■ **Exercise goal**: Skip the images and copy each record exactly as written.

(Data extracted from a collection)
<<<<
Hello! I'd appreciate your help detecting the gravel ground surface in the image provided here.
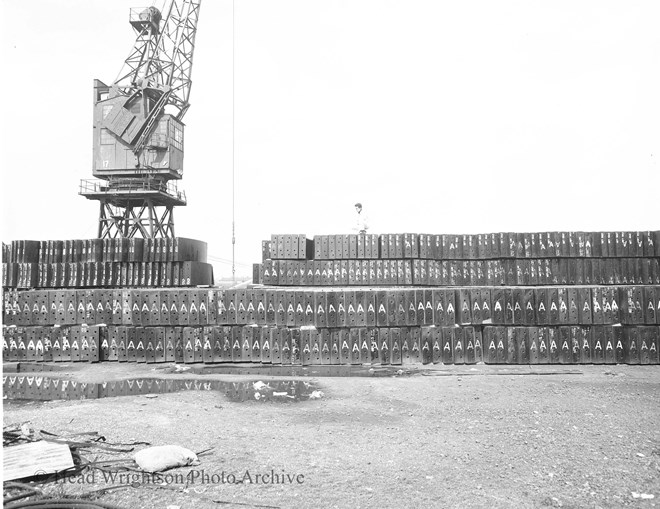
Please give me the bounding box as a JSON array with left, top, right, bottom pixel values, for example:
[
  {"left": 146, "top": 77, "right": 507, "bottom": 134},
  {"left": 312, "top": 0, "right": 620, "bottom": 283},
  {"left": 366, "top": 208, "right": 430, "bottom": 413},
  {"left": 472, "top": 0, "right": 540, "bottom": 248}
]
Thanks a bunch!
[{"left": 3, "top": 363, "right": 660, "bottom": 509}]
>>>>
■ **Response to this exercise**:
Hello! I'd appreciate your help detecting the gravel ground surface in the image provided here.
Please give me the bounding box as a JSON array with left, top, right, bottom pixel values, for example:
[
  {"left": 146, "top": 77, "right": 507, "bottom": 134},
  {"left": 312, "top": 0, "right": 620, "bottom": 283},
  {"left": 366, "top": 208, "right": 430, "bottom": 413},
  {"left": 472, "top": 0, "right": 540, "bottom": 248}
]
Thanks a bunch!
[{"left": 3, "top": 363, "right": 660, "bottom": 509}]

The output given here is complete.